Apart from the images, every record below must be given again without alteration.
···
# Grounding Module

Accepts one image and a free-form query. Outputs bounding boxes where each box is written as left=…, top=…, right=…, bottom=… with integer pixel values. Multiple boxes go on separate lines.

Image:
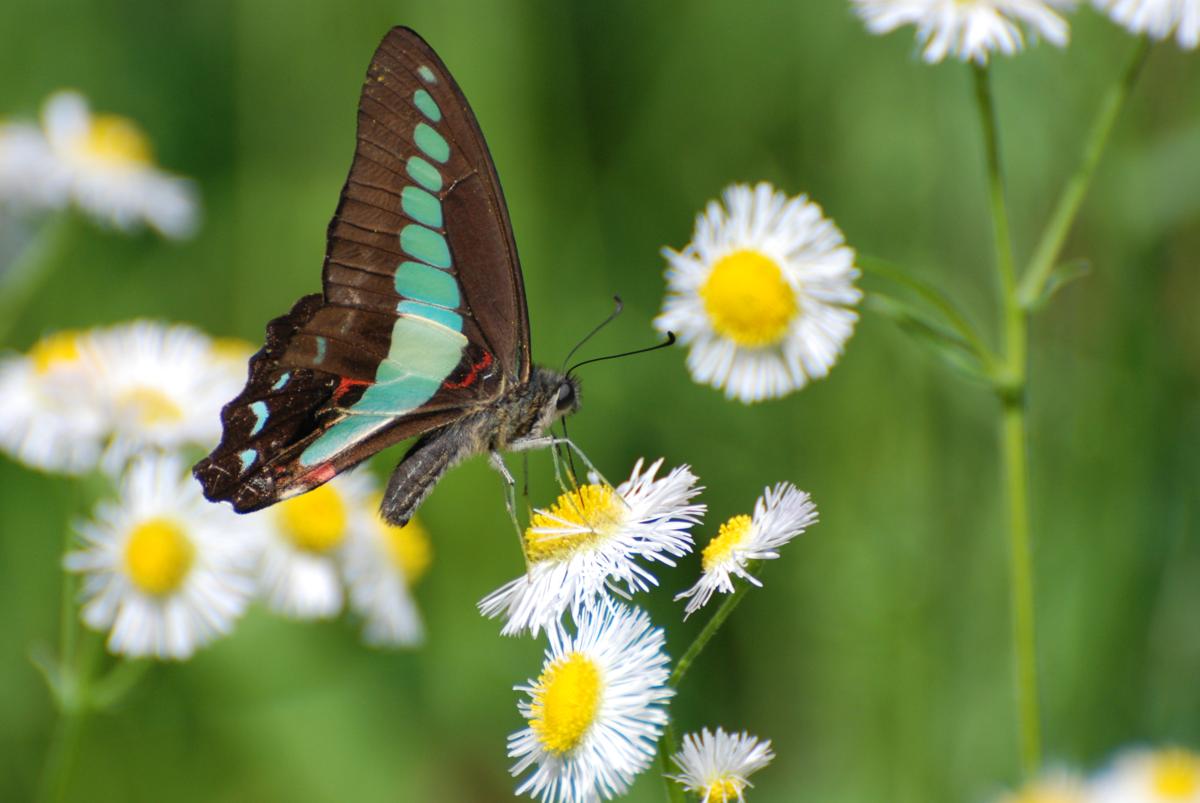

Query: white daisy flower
left=0, top=331, right=106, bottom=474
left=63, top=453, right=260, bottom=660
left=1092, top=746, right=1200, bottom=803
left=256, top=471, right=376, bottom=620
left=478, top=458, right=705, bottom=637
left=655, top=182, right=861, bottom=404
left=343, top=493, right=431, bottom=647
left=80, top=321, right=245, bottom=472
left=1093, top=0, right=1199, bottom=48
left=675, top=482, right=817, bottom=618
left=668, top=727, right=776, bottom=803
left=509, top=604, right=673, bottom=803
left=991, top=769, right=1090, bottom=803
left=0, top=120, right=67, bottom=211
left=851, top=0, right=1075, bottom=64
left=41, top=90, right=197, bottom=238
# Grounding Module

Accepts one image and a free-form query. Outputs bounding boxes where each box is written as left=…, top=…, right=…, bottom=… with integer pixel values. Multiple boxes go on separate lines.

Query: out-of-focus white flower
left=656, top=182, right=860, bottom=403
left=668, top=727, right=776, bottom=803
left=343, top=494, right=430, bottom=647
left=256, top=472, right=376, bottom=620
left=509, top=604, right=673, bottom=803
left=0, top=331, right=106, bottom=474
left=64, top=453, right=260, bottom=660
left=1091, top=747, right=1200, bottom=803
left=852, top=0, right=1076, bottom=64
left=676, top=483, right=817, bottom=617
left=80, top=321, right=245, bottom=472
left=0, top=121, right=67, bottom=210
left=479, top=458, right=704, bottom=637
left=41, top=91, right=197, bottom=238
left=1093, top=0, right=1199, bottom=49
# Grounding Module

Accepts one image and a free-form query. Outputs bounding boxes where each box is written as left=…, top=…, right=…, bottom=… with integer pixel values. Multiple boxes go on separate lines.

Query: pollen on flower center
left=124, top=517, right=194, bottom=594
left=1151, top=750, right=1200, bottom=798
left=703, top=777, right=746, bottom=803
left=699, top=250, right=798, bottom=347
left=530, top=651, right=603, bottom=754
left=120, top=387, right=185, bottom=426
left=29, top=331, right=81, bottom=374
left=702, top=514, right=754, bottom=572
left=524, top=484, right=624, bottom=562
left=80, top=114, right=152, bottom=167
left=279, top=484, right=348, bottom=553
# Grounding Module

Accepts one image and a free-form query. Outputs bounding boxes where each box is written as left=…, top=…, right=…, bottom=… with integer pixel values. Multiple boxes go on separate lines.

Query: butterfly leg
left=489, top=450, right=531, bottom=570
left=510, top=436, right=613, bottom=491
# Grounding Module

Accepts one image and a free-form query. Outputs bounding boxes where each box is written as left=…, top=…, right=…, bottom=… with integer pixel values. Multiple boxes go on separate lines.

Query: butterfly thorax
left=378, top=366, right=580, bottom=526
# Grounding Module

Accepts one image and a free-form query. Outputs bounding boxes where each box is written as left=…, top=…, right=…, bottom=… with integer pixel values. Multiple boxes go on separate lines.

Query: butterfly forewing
left=195, top=27, right=530, bottom=511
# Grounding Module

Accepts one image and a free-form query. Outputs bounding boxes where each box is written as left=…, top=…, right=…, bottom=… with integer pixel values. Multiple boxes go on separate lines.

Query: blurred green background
left=2, top=1, right=1198, bottom=801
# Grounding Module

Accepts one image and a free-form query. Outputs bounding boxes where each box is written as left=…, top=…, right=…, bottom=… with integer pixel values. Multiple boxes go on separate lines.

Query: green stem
left=659, top=580, right=756, bottom=802
left=0, top=213, right=75, bottom=346
left=858, top=253, right=994, bottom=366
left=37, top=709, right=86, bottom=803
left=973, top=64, right=1041, bottom=778
left=1017, top=38, right=1151, bottom=309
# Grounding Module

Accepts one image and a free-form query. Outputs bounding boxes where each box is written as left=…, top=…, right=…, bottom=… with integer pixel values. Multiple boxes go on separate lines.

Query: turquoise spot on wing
left=271, top=372, right=290, bottom=391
left=314, top=336, right=328, bottom=365
left=418, top=65, right=437, bottom=83
left=395, top=261, right=459, bottom=308
left=414, top=123, right=449, bottom=164
left=238, top=449, right=257, bottom=473
left=400, top=225, right=451, bottom=269
left=379, top=315, right=466, bottom=381
left=397, top=301, right=462, bottom=331
left=413, top=89, right=442, bottom=122
left=401, top=186, right=442, bottom=228
left=352, top=375, right=443, bottom=415
left=299, top=416, right=391, bottom=467
left=406, top=156, right=442, bottom=192
left=250, top=401, right=268, bottom=436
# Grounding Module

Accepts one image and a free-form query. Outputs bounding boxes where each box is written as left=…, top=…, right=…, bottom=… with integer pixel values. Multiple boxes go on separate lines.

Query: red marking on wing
left=298, top=463, right=337, bottom=486
left=444, top=350, right=493, bottom=389
left=332, top=376, right=372, bottom=403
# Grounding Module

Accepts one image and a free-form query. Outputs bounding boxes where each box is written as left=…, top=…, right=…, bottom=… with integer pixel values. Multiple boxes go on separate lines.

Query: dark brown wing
left=194, top=27, right=529, bottom=512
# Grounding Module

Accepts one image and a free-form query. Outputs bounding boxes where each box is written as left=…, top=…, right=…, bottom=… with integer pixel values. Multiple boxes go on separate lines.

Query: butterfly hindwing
left=195, top=27, right=529, bottom=511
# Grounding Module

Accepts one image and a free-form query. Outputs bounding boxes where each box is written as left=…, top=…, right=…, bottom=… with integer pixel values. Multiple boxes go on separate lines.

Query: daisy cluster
···
Response for this exercise
# Grounding Module

Accepts one image and a free-form query. Outputs bounding boxes where each box is written as left=…, top=…, right=…, bottom=… with integer pixel values. Multiple boxes go on separate lines.

Image:

Query: white daisy flower
left=0, top=331, right=106, bottom=474
left=63, top=453, right=260, bottom=660
left=1092, top=746, right=1200, bottom=803
left=256, top=471, right=376, bottom=620
left=478, top=458, right=705, bottom=637
left=655, top=182, right=861, bottom=404
left=343, top=493, right=431, bottom=647
left=80, top=321, right=245, bottom=472
left=1093, top=0, right=1199, bottom=48
left=675, top=482, right=817, bottom=618
left=668, top=727, right=776, bottom=803
left=509, top=604, right=673, bottom=803
left=991, top=769, right=1090, bottom=803
left=0, top=120, right=67, bottom=211
left=851, top=0, right=1075, bottom=64
left=41, top=90, right=197, bottom=238
# Grounding Module

Accepts one image and a free-form query. Outputs bounding boxes where each box is written as left=…, top=…, right=…, bottom=… with integer pixel values. Multiple boxes go on separate lines.

Query: out-of-focus white flower
left=656, top=182, right=860, bottom=403
left=668, top=727, right=776, bottom=803
left=343, top=494, right=430, bottom=647
left=256, top=472, right=376, bottom=620
left=509, top=604, right=673, bottom=803
left=0, top=331, right=106, bottom=474
left=64, top=453, right=260, bottom=660
left=1091, top=747, right=1200, bottom=803
left=852, top=0, right=1076, bottom=64
left=676, top=483, right=817, bottom=617
left=80, top=321, right=245, bottom=472
left=0, top=121, right=67, bottom=210
left=479, top=458, right=704, bottom=637
left=41, top=91, right=197, bottom=238
left=1093, top=0, right=1199, bottom=49
# Grounding Module

Accepts one image and a free-form query. Outputs bounding boxes where each box is written as left=…, top=…, right=…, bottom=… with integer pixel values. Multiple boxes go on separate lines.

Query: pollen on flower center
left=124, top=517, right=194, bottom=594
left=1151, top=750, right=1200, bottom=798
left=703, top=777, right=746, bottom=803
left=699, top=250, right=798, bottom=347
left=530, top=651, right=603, bottom=754
left=120, top=387, right=185, bottom=426
left=29, top=331, right=81, bottom=374
left=702, top=514, right=754, bottom=572
left=524, top=484, right=624, bottom=562
left=80, top=114, right=152, bottom=167
left=279, top=484, right=348, bottom=553
# Grounding Module

Accepts one image and a free-form query. Outputs bounding boxes where each box is written as left=…, top=…, right=…, bottom=… with integer pixel values. Multiple boxes go on separate lines.

Query: butterfly leg
left=489, top=450, right=531, bottom=570
left=510, top=436, right=613, bottom=491
# Grounding Module

Accepts one image and a free-form query. Outputs bounding boxes where each box is written as left=…, top=…, right=…, bottom=… with integer pixel values. Multiple boxes go on separate lines.

Query: butterfly thorax
left=378, top=366, right=580, bottom=526
# Grounding Module

Accepts one image and a free-form query. Outputs bounding boxes where each box is written as left=…, top=…, right=…, bottom=… with integer pixel values. Multiple boxes go on separate lines.

Query: butterfly forewing
left=195, top=27, right=530, bottom=511
# Grounding Module

Accepts one image and a free-form query. Outputs bounding boxes where each box is written as left=…, top=…, right=…, bottom=… with integer pixel values. Multiple boxes go on separate lines.

Query: blurred green background
left=2, top=1, right=1198, bottom=801
# Grounding Module

Accepts one image and a free-form query. Outputs bounding boxes where each box is written as left=…, top=…, right=…, bottom=… with integer pixel values. Multiple boxes go on separate lines.

Query: green stem
left=659, top=580, right=756, bottom=802
left=0, top=213, right=75, bottom=346
left=858, top=253, right=994, bottom=366
left=37, top=709, right=86, bottom=803
left=973, top=64, right=1041, bottom=778
left=1017, top=38, right=1151, bottom=309
# Grounding Module

Accepts one image and a free-form query. Outputs bounding boxes where each box is written as left=…, top=…, right=…, bottom=… with integer pixel values. Multiple boxes go on separate lines.

Query: turquoise spot on wing
left=271, top=372, right=290, bottom=391
left=314, top=336, right=328, bottom=365
left=418, top=65, right=437, bottom=83
left=395, top=261, right=459, bottom=308
left=414, top=123, right=449, bottom=164
left=238, top=449, right=257, bottom=473
left=400, top=225, right=451, bottom=269
left=379, top=315, right=466, bottom=381
left=397, top=301, right=462, bottom=331
left=413, top=89, right=442, bottom=122
left=401, top=186, right=442, bottom=228
left=352, top=375, right=443, bottom=415
left=299, top=416, right=391, bottom=467
left=406, top=156, right=442, bottom=192
left=250, top=401, right=268, bottom=436
# Grounding Module

Accepts one image and a free-form query. Outputs bounding boxes where each box is written as left=…, top=…, right=…, bottom=… with integer pixel values. Multiple boxes go on separate lines.

Query: red marking on wing
left=298, top=463, right=337, bottom=486
left=444, top=350, right=493, bottom=389
left=332, top=376, right=372, bottom=403
# Grounding Module

Accepts one image and a free-form query. Outputs bounding boxes where each box is written as left=…, top=…, right=…, bottom=… with integer pixel values. Multiple boxes go on separate lines.

Query: dark brown wing
left=194, top=27, right=529, bottom=512
# Grounding Module

Accepts one image and a free-form query. Outputs bounding boxes where each box is written as left=…, top=…, right=…, bottom=… with integer pixel values. Multiple boxes go on separate lines.

Query: butterfly hindwing
left=195, top=27, right=529, bottom=511
# Grounding Module

Accepts one image and a free-form query. Outputs bounding boxes where each box is written as left=…, top=…, right=…, bottom=… with integer pixel values. Multiple boxes go on separate lines.

Query: daisy cluster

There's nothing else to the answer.